Stored entries:
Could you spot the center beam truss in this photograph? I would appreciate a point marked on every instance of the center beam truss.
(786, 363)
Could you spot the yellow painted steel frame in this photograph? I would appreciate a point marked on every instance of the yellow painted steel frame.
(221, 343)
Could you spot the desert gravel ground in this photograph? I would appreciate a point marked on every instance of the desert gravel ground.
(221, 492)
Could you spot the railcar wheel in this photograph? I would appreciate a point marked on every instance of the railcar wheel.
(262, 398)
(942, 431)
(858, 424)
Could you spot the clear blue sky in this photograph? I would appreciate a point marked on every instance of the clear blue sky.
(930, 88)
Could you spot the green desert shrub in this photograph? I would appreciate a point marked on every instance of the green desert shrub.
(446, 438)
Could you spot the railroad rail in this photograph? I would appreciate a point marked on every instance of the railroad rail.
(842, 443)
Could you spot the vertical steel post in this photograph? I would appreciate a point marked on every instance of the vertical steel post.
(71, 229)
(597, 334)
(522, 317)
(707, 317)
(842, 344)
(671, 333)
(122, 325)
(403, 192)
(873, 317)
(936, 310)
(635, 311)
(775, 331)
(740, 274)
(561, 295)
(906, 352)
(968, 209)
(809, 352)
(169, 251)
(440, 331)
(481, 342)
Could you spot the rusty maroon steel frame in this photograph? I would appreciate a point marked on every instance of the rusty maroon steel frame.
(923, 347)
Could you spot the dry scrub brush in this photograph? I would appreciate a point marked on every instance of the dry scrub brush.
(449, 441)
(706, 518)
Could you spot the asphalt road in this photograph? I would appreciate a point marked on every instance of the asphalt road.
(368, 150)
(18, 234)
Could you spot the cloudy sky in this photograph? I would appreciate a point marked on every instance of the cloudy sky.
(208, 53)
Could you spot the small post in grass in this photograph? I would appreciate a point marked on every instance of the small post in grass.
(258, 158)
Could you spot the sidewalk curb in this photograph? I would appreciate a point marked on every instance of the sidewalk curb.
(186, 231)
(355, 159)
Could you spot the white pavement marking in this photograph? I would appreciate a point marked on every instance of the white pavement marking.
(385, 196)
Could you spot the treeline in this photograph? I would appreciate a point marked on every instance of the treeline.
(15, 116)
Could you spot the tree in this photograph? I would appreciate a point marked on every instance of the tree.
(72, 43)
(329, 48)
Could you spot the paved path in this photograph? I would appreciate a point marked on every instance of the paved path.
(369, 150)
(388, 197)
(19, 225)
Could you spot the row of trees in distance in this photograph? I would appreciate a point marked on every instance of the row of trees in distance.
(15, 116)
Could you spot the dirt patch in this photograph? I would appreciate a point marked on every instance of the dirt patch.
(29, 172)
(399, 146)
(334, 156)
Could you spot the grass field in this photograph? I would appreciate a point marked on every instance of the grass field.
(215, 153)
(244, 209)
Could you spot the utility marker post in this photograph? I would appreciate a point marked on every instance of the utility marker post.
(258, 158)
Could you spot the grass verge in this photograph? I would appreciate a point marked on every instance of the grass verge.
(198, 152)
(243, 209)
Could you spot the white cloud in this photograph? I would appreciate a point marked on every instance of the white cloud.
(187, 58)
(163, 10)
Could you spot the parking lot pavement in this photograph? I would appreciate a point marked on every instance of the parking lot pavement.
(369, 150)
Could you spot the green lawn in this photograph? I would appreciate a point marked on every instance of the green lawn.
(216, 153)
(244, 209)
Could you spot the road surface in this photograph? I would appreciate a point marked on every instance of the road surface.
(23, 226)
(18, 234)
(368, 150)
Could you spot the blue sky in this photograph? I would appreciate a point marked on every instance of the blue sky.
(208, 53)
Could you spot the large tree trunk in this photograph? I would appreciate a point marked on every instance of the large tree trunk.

* [Problem]: Rewrite the listing, replacing "I would appreciate" with "I would like" everywhere it occurs and leaving everything else unchanged.

* [Response to the exercise]:
Could you spot the center beam truss in this photograph? I would like a point marked on every instance of the center beam truss.
(786, 363)
Could you spot the yellow painted steel frame in this photograph? I would like a point marked on every instance of the yellow painted steel frame.
(221, 343)
Could you spot the desert gravel ground in this photograph? I would like a point marked on every instance of the desert gravel ground.
(221, 492)
Could you spot the railcar wheel in this photograph? I would like a point marked on every instance of the railcar wheel.
(262, 398)
(942, 431)
(858, 424)
Could you spot the clear blue sky in this photograph? I would like a point marked on every instance of the clear blue sky.
(930, 88)
Could you spot the green desert shrub in this photograph? I would like a point marked on every instance of the green desert shrub.
(446, 438)
Could you spot the railroad rail in this photograph? I would like a point marked on every instance of the railroad rail.
(842, 443)
Could you spot the vertical steel post in this photograph? I would like a point marked on every instance of the vertical steel post.
(71, 229)
(597, 334)
(522, 317)
(707, 317)
(842, 344)
(671, 333)
(122, 325)
(403, 192)
(873, 317)
(936, 310)
(635, 311)
(775, 331)
(740, 274)
(561, 295)
(906, 352)
(968, 209)
(809, 352)
(169, 251)
(440, 331)
(481, 342)
Could you spot the rusty maroon steel frame in this photograph? I would like a point marked on every instance of the rusty maroon steel frame.
(923, 347)
Could you spot the dry scrub brush in this photograph? I would like a point marked on every instance of the dry scrub brush.
(449, 441)
(706, 518)
Could you spot the asphalt road in this photograph? I would like a point marked on every instance of the asphalt road.
(368, 150)
(18, 234)
Could you spot the cloudy sky in this photograph? I would like a point marked on every instance of the cloudy sky.
(208, 53)
Could you spot the small post in grass in this photograph? I would like a point marked on every instance of the small post in grass.
(258, 158)
Could you spot the sidewalk curb in this photograph? I would like a point marked on every instance of the sidewalk curb.
(186, 231)
(355, 159)
Could you spot the white pavement marking in this photograph? I would like a point marked on every instance of the white pavement marking.
(385, 196)
Could you spot the treeline in this photograph? I would like a point marked on every instance of the treeline.
(15, 116)
Could you spot the tree in this photograph? I would like a point marked on every instance of the tree.
(72, 43)
(329, 48)
Could you spot the paved path in this photograph? I would like a point marked on every instance of the paved path.
(369, 150)
(388, 197)
(19, 225)
Could you spot the row of trees in distance in this photograph? I would like a point marked on every instance of the row of trees in distance.
(15, 116)
Could you spot the dirt patch in this photograph? I would like a point marked on every instance of the dirt patch.
(29, 172)
(399, 146)
(334, 156)
Could you spot the grass field in this photograph? I would like a point marked on every instance of the grass field.
(215, 153)
(244, 209)
Could you spot the utility marker post in this photograph? I would like a point marked on every instance of the utility marker post.
(258, 158)
Could you spot the grass verge in this photograph? I would like a point marked on every instance of the grass verge.
(198, 152)
(243, 209)
Could you spot the white cloud in this photograph? I would like a point marked on every instance of the white cloud.
(187, 58)
(163, 10)
Could you spot the parking lot pavement in this photograph? I would like a point marked on every instance of the parking lot pavement.
(369, 150)
Could you spot the green lawn in this photograph? I would like a point marked on every instance of the green lawn.
(216, 153)
(244, 209)
Could you spot the road surface in this photograph? I would like a point marked on every instance of the road surface.
(23, 226)
(18, 234)
(368, 150)
Could you spot the blue sky in this photograph? I would like a point marked on every instance of the blue sky.
(208, 53)
Could you spot the large tree trunk in this photograph? I would like a point marked on every instance of the large tree trunk.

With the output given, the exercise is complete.